(Records from a dataset)
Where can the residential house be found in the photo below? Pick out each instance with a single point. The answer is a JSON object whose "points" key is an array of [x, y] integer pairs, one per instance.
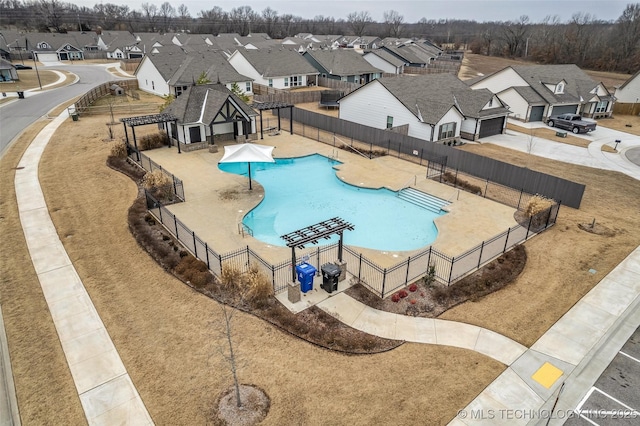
{"points": [[343, 65], [173, 69], [433, 107], [210, 113], [277, 68], [536, 92], [628, 95], [53, 47], [385, 61]]}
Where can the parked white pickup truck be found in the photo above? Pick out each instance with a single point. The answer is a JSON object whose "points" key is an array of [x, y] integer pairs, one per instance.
{"points": [[572, 122]]}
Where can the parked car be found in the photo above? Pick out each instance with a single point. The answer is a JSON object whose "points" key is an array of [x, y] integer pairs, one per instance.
{"points": [[573, 122]]}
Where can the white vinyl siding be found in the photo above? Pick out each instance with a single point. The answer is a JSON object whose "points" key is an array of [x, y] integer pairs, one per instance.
{"points": [[372, 104], [501, 81], [517, 104]]}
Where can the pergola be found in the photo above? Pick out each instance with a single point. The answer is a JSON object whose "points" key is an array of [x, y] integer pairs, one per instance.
{"points": [[262, 106], [313, 233], [143, 120]]}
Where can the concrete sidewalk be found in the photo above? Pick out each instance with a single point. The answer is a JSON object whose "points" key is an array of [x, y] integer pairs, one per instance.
{"points": [[106, 391], [571, 354], [590, 157]]}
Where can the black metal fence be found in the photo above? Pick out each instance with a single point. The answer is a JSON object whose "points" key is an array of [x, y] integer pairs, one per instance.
{"points": [[407, 147], [149, 165], [381, 281]]}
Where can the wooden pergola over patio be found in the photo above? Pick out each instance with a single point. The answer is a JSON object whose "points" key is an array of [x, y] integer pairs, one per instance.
{"points": [[143, 120], [262, 106], [314, 233]]}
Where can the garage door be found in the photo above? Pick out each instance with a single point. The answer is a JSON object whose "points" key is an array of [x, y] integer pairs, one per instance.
{"points": [[564, 109], [536, 113], [491, 127]]}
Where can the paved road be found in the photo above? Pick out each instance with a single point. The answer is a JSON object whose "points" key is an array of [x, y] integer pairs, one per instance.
{"points": [[20, 114]]}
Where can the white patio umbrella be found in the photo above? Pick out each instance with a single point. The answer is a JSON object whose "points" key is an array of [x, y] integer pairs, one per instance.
{"points": [[249, 153]]}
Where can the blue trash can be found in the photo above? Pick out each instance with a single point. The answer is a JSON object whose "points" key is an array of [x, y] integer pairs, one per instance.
{"points": [[305, 273]]}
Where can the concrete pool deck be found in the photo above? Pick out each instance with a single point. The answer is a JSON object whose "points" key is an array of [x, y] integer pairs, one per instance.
{"points": [[217, 201]]}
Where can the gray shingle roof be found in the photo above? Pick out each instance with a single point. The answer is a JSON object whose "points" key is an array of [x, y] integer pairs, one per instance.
{"points": [[278, 62], [204, 102], [392, 59], [342, 62], [432, 95], [180, 67]]}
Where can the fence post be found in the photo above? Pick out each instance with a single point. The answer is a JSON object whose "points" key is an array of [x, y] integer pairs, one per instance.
{"points": [[520, 199], [384, 279], [506, 241], [273, 278], [406, 277], [480, 257], [453, 260]]}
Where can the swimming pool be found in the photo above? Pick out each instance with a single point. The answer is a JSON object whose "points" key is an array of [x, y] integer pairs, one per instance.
{"points": [[303, 191]]}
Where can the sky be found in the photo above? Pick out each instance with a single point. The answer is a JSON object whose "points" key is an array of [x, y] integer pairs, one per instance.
{"points": [[412, 11]]}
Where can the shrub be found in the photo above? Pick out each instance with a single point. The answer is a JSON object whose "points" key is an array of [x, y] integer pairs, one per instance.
{"points": [[119, 150], [153, 141], [231, 277], [256, 287]]}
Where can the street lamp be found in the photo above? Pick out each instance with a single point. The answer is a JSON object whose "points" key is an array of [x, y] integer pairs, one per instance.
{"points": [[35, 64]]}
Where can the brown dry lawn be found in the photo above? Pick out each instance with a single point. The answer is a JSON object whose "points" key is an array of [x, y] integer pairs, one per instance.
{"points": [[168, 335], [474, 65]]}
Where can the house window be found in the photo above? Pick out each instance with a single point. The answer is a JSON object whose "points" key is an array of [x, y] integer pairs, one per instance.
{"points": [[447, 131]]}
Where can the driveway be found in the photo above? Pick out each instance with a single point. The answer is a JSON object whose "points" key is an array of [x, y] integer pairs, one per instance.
{"points": [[590, 157]]}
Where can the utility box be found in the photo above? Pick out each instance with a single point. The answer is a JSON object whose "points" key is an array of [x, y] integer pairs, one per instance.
{"points": [[330, 276], [305, 274]]}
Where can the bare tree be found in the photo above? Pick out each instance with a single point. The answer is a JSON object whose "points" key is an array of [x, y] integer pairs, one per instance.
{"points": [[393, 20], [358, 21], [167, 14], [150, 12], [514, 35]]}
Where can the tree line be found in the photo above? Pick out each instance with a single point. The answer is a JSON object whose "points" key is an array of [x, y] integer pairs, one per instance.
{"points": [[583, 39]]}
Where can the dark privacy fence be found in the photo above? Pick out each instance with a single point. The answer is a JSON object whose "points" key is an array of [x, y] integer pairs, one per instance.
{"points": [[379, 280], [564, 191]]}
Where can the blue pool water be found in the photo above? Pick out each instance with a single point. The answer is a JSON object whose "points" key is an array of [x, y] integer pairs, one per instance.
{"points": [[303, 191]]}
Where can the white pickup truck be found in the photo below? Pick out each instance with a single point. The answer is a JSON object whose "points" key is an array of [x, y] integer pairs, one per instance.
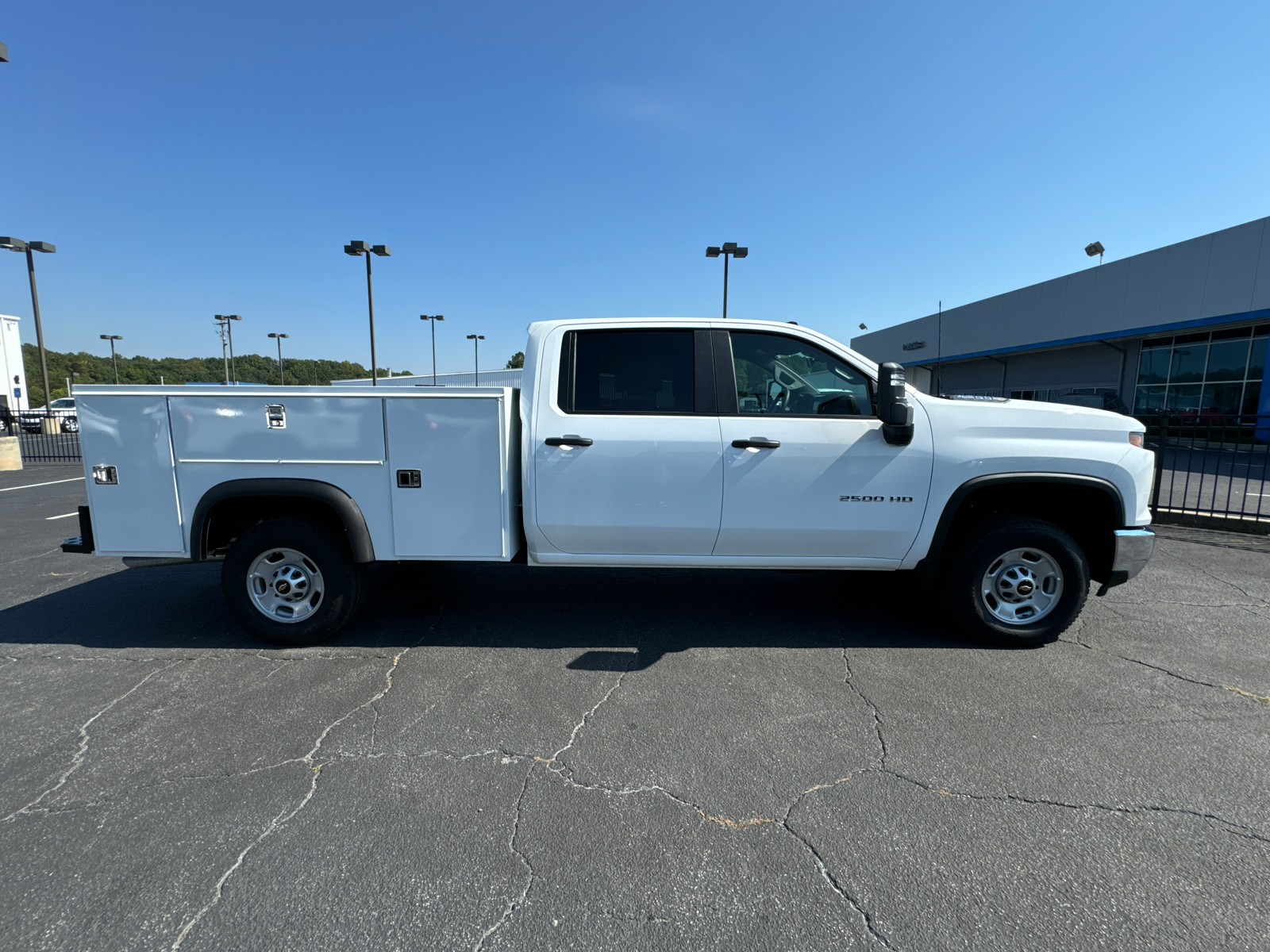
{"points": [[667, 442]]}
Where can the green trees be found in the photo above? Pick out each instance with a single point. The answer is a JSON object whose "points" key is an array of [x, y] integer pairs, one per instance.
{"points": [[251, 368]]}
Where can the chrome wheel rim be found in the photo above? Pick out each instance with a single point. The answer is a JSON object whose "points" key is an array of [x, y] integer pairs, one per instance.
{"points": [[285, 585], [1022, 587]]}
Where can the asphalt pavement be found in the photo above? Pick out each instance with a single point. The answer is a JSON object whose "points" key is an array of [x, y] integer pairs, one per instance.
{"points": [[495, 757]]}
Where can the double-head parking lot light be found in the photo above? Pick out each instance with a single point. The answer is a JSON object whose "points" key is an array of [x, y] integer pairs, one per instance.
{"points": [[432, 319], [283, 378], [476, 340], [13, 244], [728, 251], [112, 338], [361, 248], [228, 329]]}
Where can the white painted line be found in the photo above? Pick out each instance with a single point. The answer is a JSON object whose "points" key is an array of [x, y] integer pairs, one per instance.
{"points": [[32, 486]]}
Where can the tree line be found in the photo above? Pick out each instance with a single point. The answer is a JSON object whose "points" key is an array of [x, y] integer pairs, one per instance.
{"points": [[248, 368]]}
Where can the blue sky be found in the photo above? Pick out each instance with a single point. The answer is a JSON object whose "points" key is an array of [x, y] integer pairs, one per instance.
{"points": [[535, 162]]}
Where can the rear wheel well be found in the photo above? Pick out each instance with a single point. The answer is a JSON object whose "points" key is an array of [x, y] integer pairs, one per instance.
{"points": [[230, 518], [1087, 513]]}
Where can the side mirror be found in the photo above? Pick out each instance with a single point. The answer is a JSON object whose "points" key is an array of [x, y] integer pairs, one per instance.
{"points": [[893, 408]]}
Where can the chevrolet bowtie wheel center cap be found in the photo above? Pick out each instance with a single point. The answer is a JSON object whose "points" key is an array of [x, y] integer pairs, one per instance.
{"points": [[1022, 587], [285, 585]]}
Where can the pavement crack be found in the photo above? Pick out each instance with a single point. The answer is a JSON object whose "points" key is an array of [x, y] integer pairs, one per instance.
{"points": [[514, 904], [831, 880], [1233, 689], [287, 814], [78, 758], [587, 716], [849, 679], [1123, 809]]}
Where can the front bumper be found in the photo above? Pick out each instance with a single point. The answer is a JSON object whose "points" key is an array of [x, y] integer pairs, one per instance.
{"points": [[1133, 550]]}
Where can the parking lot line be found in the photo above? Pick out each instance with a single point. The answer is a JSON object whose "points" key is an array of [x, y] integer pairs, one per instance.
{"points": [[32, 486]]}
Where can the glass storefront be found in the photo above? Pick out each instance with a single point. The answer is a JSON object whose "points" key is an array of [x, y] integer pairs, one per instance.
{"points": [[1208, 374]]}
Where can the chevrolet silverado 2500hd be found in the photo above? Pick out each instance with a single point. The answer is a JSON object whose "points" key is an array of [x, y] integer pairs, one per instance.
{"points": [[668, 442]]}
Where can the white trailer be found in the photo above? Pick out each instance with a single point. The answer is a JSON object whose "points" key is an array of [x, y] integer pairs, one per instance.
{"points": [[667, 442]]}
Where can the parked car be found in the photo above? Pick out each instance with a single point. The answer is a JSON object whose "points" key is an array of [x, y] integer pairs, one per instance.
{"points": [[63, 410], [654, 443]]}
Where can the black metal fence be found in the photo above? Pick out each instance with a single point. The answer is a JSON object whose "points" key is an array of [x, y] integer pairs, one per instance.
{"points": [[44, 436], [1210, 469]]}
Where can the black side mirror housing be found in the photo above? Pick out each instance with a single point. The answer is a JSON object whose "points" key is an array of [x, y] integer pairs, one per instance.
{"points": [[893, 408]]}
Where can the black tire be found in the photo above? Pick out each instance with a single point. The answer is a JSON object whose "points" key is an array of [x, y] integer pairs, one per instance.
{"points": [[982, 549], [342, 582]]}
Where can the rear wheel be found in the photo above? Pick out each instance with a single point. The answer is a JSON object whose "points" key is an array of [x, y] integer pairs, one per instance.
{"points": [[291, 583], [1018, 583]]}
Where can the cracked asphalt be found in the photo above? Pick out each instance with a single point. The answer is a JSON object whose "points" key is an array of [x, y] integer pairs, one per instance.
{"points": [[499, 757]]}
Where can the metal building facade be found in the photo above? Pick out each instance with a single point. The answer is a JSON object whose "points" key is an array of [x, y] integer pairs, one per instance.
{"points": [[1156, 332]]}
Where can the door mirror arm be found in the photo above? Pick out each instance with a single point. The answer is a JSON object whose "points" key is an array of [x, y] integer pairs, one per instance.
{"points": [[893, 408]]}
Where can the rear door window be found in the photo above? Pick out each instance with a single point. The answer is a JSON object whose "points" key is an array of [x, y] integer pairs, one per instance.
{"points": [[628, 372]]}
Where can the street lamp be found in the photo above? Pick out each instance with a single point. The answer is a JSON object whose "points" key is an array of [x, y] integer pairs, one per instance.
{"points": [[728, 251], [476, 340], [226, 328], [283, 378], [361, 248], [112, 338], [433, 319], [29, 247]]}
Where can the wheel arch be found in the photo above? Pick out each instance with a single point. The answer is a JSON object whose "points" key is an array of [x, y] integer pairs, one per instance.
{"points": [[237, 505], [1086, 507]]}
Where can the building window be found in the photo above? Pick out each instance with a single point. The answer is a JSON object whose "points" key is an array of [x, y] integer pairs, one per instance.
{"points": [[1096, 397], [1213, 374]]}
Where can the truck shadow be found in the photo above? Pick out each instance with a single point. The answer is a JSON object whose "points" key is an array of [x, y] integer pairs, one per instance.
{"points": [[619, 619]]}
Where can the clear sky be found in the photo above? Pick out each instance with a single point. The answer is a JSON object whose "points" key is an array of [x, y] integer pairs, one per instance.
{"points": [[529, 162]]}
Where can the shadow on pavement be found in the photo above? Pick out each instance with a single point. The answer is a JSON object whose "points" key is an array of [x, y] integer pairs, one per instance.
{"points": [[625, 619]]}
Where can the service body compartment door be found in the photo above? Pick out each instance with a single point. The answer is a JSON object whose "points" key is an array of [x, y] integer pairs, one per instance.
{"points": [[446, 461], [139, 514]]}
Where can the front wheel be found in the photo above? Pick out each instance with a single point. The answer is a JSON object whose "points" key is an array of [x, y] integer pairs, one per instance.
{"points": [[1018, 583], [291, 583]]}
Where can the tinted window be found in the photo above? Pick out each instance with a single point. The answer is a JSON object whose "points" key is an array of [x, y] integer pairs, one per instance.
{"points": [[779, 374], [633, 371]]}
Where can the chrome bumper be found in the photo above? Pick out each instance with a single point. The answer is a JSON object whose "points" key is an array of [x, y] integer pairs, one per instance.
{"points": [[1133, 550]]}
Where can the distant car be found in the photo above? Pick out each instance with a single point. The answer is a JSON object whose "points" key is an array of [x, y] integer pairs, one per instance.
{"points": [[64, 409]]}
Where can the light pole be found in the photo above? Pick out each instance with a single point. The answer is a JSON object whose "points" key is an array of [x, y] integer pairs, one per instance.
{"points": [[112, 338], [283, 378], [476, 340], [728, 251], [361, 248], [433, 319], [229, 328], [29, 247]]}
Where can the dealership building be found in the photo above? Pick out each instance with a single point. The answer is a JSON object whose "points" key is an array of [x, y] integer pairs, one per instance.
{"points": [[1181, 329]]}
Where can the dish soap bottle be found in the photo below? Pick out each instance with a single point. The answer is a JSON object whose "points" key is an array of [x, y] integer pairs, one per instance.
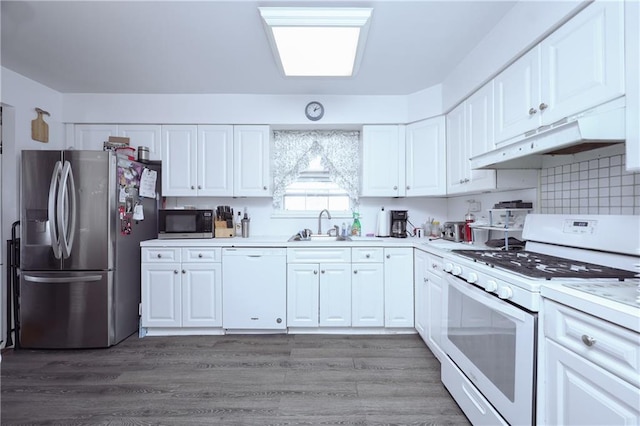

### TASK TO COMPLETE:
Which lines run from the one containing "Where can the chrome bumper" to the end of the entries above? Write them out exactly, leaving out every picture.

### ANSWER TO THE PROBLEM:
Where can the chrome bumper be found in the photo above? Pick out each instance with a single point. The answer is a JSON object whose "points" key is an array of [x, y] integer pairs, one per instance.
{"points": [[1133, 550]]}
Where can the distant car be found in the photo above? Pick out each instance with a single point. The answer is a JSON object whose "points" key is an array of [x, y] integer pairs, one per instance.
{"points": [[64, 409]]}
Where can the light pole be found in the photo above? Pick out each instance with a single point. The answer is a JSON object whose "points" key is an array of [x, y] integer pairs, one per instance.
{"points": [[112, 338], [283, 378], [476, 340], [728, 251], [361, 248], [433, 319], [229, 328], [29, 247]]}
Where can the dealership building be found in the photo above? Pick out each instance with a single point. The answer is a JSON object whose "points" key is an array of [x, y] integer pairs, one per instance.
{"points": [[1181, 329]]}
Where can the dish soap bottle be found in the photo below? Pick out each instance with a single point. The answer is a JSON object whose "points" key is an array of [x, y] integer pairs, one per instance.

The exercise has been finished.